Good Grief

Good Grief

            You’d think the world messes with me some days.

            I’m in the second week of the new job and it’s a lot.  I’m supposed to be an energy reporter, but my bosses make the very good point that, before I can be a capable energy reporter, I have to understand the markets.  So, I’m spending a lot of time trying to learn how to write market reports, which is a soul-crushing affair.  Not because of the nature of the work, per se, but more because I have a knack for always grabbing the wrong number from the charts when trying to illustrate why markets today are rising or falling or going in spirals.  Add to this that I’m meeting a group of people for the first time, so there’s all the rules of engagement you have to work out as you sort through who’s the introvert and who prefers speaking in German and who has a sense of humor and who will hold up a story to make you double check this or that fact.

            And, lest we forget, this is the first time I’ve been regularly leaving the house since March 2020.  It would be wrong to say I actively think and worry about the pandemic, but it would also be a lie to say that I crush myself into a train full of other commuters and don’t give a second thought to the chances that maybe the person to my left will cough and cover me with something that will send me to an emergency room that can barely handle something like Covid-19 on a good day.  I push through it, but it’s tense.

            Also, and this is whiny, but as little as I liked the late shifts at my old job, I did get used to not always having to start my day early.  With the new job, the “late” shift is 9-5.  Getting up early and trying to juggle the kids while making sure I’m out the door on time is a whole return to an experience I’d almost forgotten.  That said, once things are more normal, I’m probably only going to be in the office two days a week, on average.  We shall see how it all goes.

§ **EXTRACTED INFORMATION**:

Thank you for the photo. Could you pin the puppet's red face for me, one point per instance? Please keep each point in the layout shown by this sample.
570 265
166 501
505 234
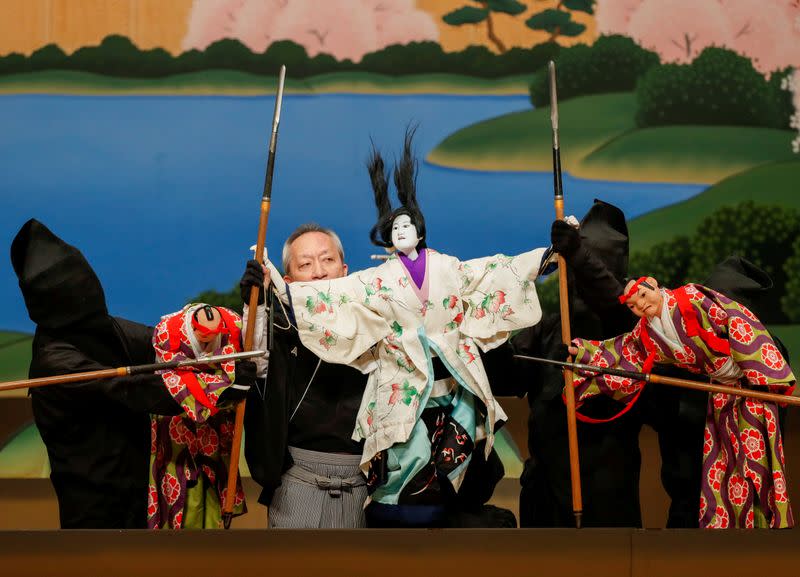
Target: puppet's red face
646 301
207 323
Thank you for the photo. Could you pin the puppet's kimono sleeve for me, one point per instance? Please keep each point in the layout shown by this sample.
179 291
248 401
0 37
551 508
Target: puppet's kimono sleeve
196 389
623 352
339 319
751 346
500 295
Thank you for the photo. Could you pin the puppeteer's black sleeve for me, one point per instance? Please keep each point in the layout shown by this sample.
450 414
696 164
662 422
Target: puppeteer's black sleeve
146 393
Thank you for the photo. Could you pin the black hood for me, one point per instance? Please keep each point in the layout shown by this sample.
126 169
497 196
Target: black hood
605 233
741 280
58 284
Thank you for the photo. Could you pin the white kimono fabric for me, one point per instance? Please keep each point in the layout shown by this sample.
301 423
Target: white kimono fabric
375 320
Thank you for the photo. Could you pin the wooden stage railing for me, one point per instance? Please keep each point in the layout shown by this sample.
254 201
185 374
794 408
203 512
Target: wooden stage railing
449 552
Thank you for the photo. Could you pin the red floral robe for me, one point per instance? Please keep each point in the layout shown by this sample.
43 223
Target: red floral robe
744 484
190 453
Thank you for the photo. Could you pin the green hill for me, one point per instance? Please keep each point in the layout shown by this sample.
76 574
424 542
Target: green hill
775 183
523 140
599 140
241 83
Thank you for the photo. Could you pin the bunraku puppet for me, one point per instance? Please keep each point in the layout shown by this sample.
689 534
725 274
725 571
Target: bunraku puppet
190 452
696 328
415 324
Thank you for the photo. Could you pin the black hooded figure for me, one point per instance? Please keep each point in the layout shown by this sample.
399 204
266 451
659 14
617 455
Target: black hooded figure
97 433
597 259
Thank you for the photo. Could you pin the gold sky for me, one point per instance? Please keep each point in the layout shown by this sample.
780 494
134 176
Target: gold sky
26 25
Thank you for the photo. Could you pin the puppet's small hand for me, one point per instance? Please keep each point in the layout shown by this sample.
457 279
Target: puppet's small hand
565 238
254 276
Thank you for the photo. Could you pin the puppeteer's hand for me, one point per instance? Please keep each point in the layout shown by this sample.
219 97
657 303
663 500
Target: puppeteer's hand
245 377
563 352
565 238
255 275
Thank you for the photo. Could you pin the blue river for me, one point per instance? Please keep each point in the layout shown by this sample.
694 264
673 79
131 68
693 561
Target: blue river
162 194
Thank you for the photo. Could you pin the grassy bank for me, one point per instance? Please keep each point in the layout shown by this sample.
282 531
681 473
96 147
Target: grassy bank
15 357
599 140
770 184
522 140
234 83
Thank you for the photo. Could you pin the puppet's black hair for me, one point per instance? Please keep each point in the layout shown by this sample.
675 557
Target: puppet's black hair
405 181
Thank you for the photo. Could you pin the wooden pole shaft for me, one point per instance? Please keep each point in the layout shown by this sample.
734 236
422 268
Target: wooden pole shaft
238 427
569 390
63 379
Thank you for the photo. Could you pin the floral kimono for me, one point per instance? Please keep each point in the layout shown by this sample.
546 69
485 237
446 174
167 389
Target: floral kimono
190 452
427 401
743 484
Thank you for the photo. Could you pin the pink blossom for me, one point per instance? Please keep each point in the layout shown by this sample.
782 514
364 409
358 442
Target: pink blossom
342 28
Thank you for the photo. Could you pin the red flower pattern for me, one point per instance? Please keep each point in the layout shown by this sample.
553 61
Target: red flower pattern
748 313
753 443
715 474
719 400
624 385
170 488
152 502
178 431
741 331
708 443
734 442
738 490
720 520
754 407
208 441
754 478
779 485
499 297
756 377
631 354
771 357
716 314
685 357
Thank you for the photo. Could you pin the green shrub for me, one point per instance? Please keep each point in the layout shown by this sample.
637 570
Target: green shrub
611 64
720 87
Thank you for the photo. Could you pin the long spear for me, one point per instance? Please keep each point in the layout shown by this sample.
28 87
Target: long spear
572 427
672 381
266 199
124 371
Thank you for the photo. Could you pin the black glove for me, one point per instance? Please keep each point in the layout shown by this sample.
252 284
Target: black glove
566 240
245 375
253 276
244 378
561 352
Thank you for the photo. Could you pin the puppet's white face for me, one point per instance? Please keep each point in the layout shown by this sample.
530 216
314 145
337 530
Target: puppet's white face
647 302
404 234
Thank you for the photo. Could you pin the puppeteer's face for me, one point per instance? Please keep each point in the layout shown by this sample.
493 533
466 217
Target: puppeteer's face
314 256
404 234
647 302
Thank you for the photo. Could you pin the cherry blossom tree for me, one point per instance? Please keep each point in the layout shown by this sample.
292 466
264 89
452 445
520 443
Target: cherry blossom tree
767 31
345 29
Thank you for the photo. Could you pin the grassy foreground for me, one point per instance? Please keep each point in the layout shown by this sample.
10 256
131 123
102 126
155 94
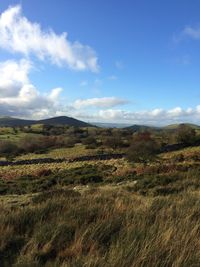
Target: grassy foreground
100 227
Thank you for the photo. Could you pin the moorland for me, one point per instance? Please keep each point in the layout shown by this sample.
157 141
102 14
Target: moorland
83 195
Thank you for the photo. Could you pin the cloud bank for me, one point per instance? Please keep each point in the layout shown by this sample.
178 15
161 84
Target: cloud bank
18 34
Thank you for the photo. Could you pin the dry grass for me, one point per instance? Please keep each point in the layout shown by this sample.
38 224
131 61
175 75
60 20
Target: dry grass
101 228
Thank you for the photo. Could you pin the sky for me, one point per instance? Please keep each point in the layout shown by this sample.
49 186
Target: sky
134 62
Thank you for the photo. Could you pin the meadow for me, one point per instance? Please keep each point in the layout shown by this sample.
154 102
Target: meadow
116 212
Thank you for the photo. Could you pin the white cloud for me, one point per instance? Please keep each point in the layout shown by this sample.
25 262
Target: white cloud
112 77
83 83
18 96
192 32
104 102
18 34
152 117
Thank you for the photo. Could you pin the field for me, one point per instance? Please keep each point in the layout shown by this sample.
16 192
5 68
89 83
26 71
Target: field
101 212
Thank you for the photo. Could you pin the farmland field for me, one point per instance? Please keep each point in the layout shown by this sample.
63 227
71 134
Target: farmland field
114 212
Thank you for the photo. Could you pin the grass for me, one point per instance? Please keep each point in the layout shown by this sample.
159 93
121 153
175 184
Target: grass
76 151
101 213
101 228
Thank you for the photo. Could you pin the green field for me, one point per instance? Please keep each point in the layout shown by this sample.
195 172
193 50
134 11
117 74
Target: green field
99 213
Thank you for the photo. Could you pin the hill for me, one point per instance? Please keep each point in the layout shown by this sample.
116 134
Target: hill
175 126
170 127
138 128
62 120
10 122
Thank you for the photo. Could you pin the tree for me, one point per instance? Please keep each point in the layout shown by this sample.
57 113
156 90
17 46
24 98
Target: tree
142 149
186 134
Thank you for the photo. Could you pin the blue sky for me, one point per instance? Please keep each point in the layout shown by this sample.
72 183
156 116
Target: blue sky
121 61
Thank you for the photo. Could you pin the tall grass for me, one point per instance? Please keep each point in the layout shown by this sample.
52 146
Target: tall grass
101 228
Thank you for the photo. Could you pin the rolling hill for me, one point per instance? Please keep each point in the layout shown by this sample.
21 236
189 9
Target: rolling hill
62 120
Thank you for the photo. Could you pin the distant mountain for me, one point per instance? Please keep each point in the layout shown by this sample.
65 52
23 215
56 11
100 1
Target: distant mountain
111 125
63 120
138 128
10 122
170 127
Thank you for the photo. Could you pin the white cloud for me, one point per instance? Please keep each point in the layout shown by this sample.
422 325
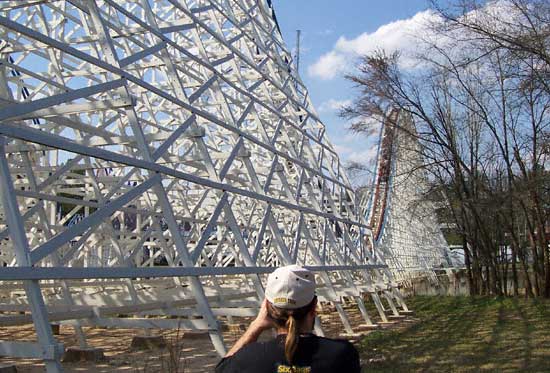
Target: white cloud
328 66
333 105
364 157
401 35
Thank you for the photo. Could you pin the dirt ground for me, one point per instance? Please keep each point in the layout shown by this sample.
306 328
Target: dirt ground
193 351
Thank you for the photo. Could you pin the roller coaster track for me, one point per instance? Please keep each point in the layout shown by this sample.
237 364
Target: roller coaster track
160 158
403 220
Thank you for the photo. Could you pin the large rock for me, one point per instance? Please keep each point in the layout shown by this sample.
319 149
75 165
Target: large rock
76 354
147 342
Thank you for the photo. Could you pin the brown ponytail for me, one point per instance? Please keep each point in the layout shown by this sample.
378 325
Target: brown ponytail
291 342
290 319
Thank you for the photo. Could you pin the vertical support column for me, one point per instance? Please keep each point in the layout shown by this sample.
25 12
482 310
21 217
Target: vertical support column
22 251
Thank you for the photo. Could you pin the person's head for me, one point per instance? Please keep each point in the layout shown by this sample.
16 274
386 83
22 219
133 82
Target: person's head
291 303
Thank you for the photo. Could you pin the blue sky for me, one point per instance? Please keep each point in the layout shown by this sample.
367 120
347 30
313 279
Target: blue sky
334 34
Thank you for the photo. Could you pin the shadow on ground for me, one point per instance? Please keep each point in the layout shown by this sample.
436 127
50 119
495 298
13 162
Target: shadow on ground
463 334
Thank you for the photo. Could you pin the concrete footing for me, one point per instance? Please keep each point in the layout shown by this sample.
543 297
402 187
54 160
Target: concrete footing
56 329
196 334
147 342
407 313
76 354
365 327
8 368
396 317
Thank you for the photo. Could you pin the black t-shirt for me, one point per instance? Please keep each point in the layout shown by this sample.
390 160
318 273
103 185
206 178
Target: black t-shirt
313 355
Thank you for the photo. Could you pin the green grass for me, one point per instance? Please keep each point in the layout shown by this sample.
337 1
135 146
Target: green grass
463 334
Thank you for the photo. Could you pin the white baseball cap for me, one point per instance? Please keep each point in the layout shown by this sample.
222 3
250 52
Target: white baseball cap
290 287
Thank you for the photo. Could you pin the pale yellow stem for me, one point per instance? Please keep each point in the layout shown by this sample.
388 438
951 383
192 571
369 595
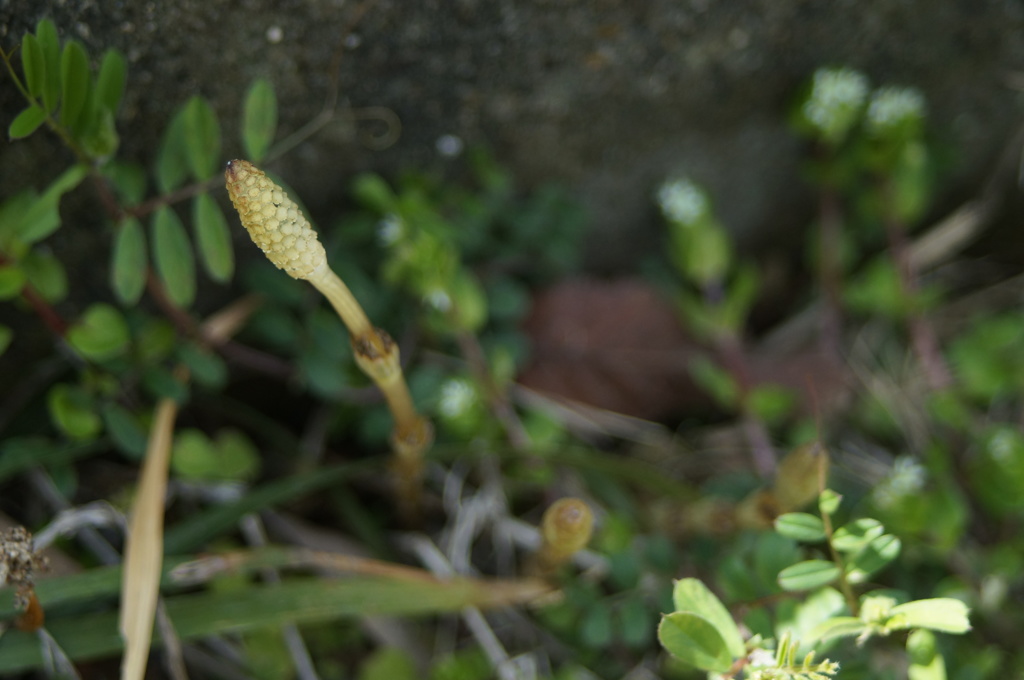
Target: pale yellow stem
337 293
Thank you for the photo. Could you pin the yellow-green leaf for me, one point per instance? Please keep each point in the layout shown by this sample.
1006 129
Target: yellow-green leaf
27 122
101 334
130 262
694 640
111 80
73 412
46 274
34 65
46 33
173 256
42 217
214 239
75 82
259 120
808 575
945 614
691 595
6 335
11 281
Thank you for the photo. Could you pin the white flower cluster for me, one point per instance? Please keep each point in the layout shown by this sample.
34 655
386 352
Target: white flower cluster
906 476
837 95
891 107
457 396
682 201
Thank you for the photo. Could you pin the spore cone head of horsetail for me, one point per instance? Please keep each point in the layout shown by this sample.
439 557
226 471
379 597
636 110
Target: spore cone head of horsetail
273 220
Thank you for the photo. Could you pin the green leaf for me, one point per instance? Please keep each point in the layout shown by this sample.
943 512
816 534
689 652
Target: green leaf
172 157
838 627
173 256
75 82
259 120
124 429
223 611
33 65
926 660
42 218
808 575
238 459
6 335
694 640
872 557
130 262
101 334
111 80
691 595
46 33
710 376
856 535
828 502
46 274
99 135
27 122
73 412
128 180
801 526
206 367
202 137
194 456
162 383
945 614
214 239
11 282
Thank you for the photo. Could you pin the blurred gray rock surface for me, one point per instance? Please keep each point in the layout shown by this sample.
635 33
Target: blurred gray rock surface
606 96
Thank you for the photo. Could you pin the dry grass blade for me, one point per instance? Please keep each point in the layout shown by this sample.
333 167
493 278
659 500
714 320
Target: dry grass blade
143 548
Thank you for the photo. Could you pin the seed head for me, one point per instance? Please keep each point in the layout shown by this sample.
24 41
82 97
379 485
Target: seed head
273 220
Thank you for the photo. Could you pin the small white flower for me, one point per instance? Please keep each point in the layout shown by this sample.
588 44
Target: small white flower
907 476
439 299
682 201
762 657
389 229
893 105
837 95
457 396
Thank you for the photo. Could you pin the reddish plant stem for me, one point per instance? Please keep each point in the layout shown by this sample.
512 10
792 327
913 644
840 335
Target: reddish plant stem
923 337
733 356
829 272
497 400
40 306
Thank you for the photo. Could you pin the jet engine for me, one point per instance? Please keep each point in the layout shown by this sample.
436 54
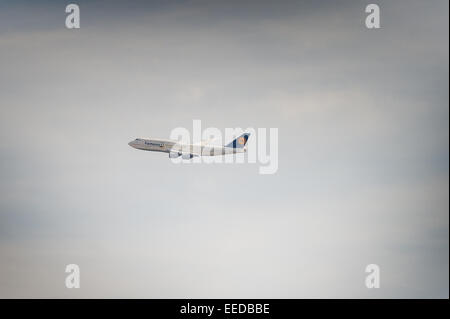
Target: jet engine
174 154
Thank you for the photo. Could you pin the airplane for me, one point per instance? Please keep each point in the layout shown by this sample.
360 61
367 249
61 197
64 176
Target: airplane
188 151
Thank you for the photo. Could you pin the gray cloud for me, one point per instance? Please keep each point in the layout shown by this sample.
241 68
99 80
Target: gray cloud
363 167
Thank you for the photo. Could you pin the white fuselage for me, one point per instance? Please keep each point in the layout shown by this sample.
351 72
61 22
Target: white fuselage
173 147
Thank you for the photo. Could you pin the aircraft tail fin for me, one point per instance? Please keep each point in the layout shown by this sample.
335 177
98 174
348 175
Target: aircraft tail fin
239 142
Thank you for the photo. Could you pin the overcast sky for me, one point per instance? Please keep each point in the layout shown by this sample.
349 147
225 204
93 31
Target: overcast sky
363 121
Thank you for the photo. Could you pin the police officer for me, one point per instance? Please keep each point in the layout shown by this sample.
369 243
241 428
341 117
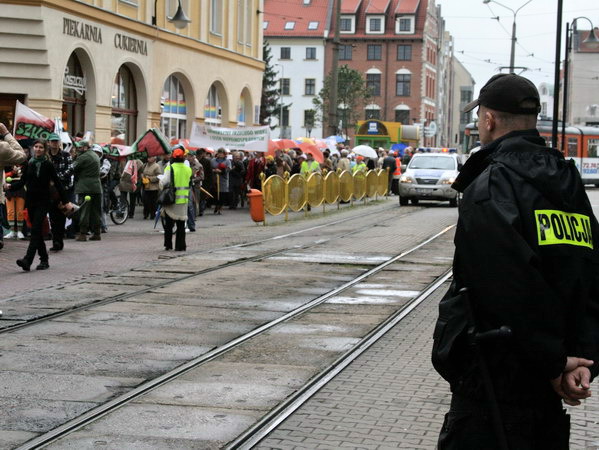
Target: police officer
527 250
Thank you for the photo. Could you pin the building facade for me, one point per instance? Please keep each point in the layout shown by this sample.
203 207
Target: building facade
462 93
297 42
119 67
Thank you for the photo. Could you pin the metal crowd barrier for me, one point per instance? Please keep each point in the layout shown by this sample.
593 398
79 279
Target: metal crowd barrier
300 192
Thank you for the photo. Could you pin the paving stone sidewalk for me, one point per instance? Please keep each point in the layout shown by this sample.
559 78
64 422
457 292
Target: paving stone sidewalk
391 397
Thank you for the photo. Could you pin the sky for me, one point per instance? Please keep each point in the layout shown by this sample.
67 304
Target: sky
483 44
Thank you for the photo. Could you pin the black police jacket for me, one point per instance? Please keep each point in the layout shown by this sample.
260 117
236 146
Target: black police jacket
527 249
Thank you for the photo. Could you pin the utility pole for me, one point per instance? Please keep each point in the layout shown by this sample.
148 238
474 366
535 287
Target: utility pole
335 71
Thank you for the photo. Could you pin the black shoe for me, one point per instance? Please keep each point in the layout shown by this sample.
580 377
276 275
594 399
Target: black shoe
24 264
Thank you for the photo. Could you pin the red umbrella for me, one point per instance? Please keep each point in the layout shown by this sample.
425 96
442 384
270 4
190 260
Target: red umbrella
313 150
286 143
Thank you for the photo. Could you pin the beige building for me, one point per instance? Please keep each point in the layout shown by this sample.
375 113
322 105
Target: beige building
462 94
119 67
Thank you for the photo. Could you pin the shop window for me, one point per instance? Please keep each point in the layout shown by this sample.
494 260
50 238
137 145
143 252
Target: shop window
212 107
373 83
124 106
74 87
173 118
345 52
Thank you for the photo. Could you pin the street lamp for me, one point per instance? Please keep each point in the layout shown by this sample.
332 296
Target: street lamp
180 19
512 53
592 41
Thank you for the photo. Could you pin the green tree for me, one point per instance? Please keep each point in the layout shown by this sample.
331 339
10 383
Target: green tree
269 103
352 96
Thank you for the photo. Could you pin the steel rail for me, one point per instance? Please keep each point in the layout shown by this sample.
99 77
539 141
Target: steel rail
274 418
112 405
124 296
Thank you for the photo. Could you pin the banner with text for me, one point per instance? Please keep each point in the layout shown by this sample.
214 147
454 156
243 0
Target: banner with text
30 124
250 138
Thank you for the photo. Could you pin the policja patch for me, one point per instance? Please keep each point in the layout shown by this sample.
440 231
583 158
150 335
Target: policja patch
559 227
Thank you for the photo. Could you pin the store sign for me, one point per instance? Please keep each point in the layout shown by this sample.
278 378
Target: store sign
78 84
250 138
130 44
81 30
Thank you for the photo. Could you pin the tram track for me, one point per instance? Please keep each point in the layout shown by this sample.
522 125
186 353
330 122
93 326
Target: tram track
125 399
119 297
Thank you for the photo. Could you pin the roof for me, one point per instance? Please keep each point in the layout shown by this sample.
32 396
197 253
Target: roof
407 6
310 20
350 6
377 6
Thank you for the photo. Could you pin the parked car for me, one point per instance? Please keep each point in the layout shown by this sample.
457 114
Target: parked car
429 176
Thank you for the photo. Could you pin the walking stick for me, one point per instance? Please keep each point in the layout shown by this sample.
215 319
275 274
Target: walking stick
474 339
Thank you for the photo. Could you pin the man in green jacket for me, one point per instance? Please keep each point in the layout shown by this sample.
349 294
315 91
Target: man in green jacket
87 184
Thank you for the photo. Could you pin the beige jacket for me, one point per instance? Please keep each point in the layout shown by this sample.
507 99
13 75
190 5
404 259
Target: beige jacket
11 153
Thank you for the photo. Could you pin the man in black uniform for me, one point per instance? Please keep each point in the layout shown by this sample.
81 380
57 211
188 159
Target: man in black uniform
527 250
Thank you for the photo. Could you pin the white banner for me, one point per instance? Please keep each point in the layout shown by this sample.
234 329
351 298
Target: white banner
248 138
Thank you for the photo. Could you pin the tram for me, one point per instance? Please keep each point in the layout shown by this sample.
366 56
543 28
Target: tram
582 145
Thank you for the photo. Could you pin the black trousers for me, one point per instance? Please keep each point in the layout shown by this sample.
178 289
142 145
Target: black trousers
468 426
37 213
169 223
150 198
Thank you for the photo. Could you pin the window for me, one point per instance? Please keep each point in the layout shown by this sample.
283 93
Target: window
310 86
573 147
74 86
212 107
124 106
402 116
373 83
375 24
374 52
404 25
402 85
347 24
285 86
285 117
345 52
373 113
173 119
404 52
216 16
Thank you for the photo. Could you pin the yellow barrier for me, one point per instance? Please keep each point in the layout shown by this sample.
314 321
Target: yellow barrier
297 192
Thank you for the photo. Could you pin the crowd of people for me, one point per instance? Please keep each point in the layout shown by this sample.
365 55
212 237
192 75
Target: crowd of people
56 191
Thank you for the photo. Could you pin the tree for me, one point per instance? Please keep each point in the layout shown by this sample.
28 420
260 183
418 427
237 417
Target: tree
269 103
352 97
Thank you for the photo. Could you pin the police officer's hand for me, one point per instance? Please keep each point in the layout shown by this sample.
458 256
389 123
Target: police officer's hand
573 385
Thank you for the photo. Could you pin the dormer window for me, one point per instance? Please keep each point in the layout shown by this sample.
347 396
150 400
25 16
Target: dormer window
404 24
375 24
347 24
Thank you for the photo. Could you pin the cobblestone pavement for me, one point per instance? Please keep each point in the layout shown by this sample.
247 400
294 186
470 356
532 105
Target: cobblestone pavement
137 242
391 397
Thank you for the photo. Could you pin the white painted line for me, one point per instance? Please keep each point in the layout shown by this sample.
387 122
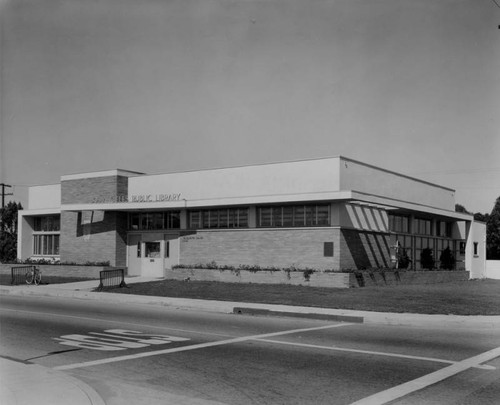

§ **YOUR TASKS**:
1 - Reproduce the essay on starting the new job from "I’m in the second" down to "or that fact.", putting "oil reporter" wherever "energy reporter" appears.
2 - Extend the essay on starting the new job, picking up right after its final sentence.

§ **YOUR RESPONSES**:
1 -
I’m in the second week of the new job and it’s a lot.  I’m supposed to be an oil reporter, but my bosses make the very good point that, before I can be a capable oil reporter, I have to understand the markets.  So, I’m spending a lot of time trying to learn how to write market reports, which is a soul-crushing affair.  Not because of the nature of the work, per se, but more because I have a knack for always grabbing the wrong number from the charts when trying to illustrate why markets today are rising or falling or going in spirals.  Add to this that I’m meeting a group of people for the first time, so there’s all the rules of engagement you have to work out as you sort through who’s the introvert and who prefers speaking in German and who has a sense of humor and who will hold up a story to make you double check this or that fact.

2 -
            But the point is, I decided on my second day that my two direct superiors had to at least know about Colin.  It’s not as if I have breaks from reality on a regular basis due to the death of my son – if anything, not working for a general news desk where there was always the risk of a story about a dead child peering around the corner – but you never know when you’re going to be triggered.  And I wanted them to know that.

            The thing is, I try to read a page or two of the Bible every day.  Here’s what I stumbled across the morning I decided I was going to do the big reveal.

Ecclesiasticus 38:16

Mourning

            My son, shed tears over a dead man,

                        and intone the lament to show your own deep grief;

            bury his body with due ceremonial,

                        and do not neglect to honor his grave.

            Weep bitterly, wail most fervently;

                        observe the mourning the dead man deserves,

                        one day, or two, to avoid comment,

                        and then be comforted in your sorrow;

            for grief can lead to death,

                        a grief-stricken heart undermines your strength.

            Let grief end with the funeral;

                        a life of grief oppresses the mind.

            Do not abandon your heart to grief,

                        drive it away, bear your own end in mind.

            Do not forget, there is no going back;

                        you cannot help the dead, and you will harm yourself.

            “Remember my doom, since it will be yours too;

                        yesterday was my day, today is yours.”

            Once the dead man is laid to rest, let his memory rest too,

                        do not fret for him, once his spirits departs.

            Sigh.  I guess it’s appropriate, because my life is going on.  I guess it hurts all the more, because I hate that my life just keeps on going on without him.  I’m such walking poster child for survivor’s guilt.

            They took it as well as one can.  “It’s unfathomable,” they told me, and I felt bad, because they both have young children and I hate that I had to open the window on the possibility that young children can die.  It had to come out, but I hated it as I did it.

            As it happened, less than a week later, I was in the office and one of my new colleagues got bad news about the health of a family member.  I told her I understood.  You could see the skepticism in her eyes.  “You don’t want to hear my story right now,” I said, because the hot topic right that moment was her loved one’s health.  But she asked “Horrible story?” and I told her.  She actually apologized for bringing the mood down.

            It messes with you, the grief and the pre-grief and the anticipation of grief.  As always, we just keep trying.